Your task
Collect each line of the records below that contains the word "array". Case matters.
___
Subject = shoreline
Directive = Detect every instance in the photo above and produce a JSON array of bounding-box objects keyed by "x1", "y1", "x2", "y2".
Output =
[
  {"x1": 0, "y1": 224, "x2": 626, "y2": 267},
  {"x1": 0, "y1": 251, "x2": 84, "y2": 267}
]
___
Solved exercise
Directive = Detect every instance in the photo above and produce a JSON array of bounding-box objects keyed by "x1", "y1", "x2", "y2".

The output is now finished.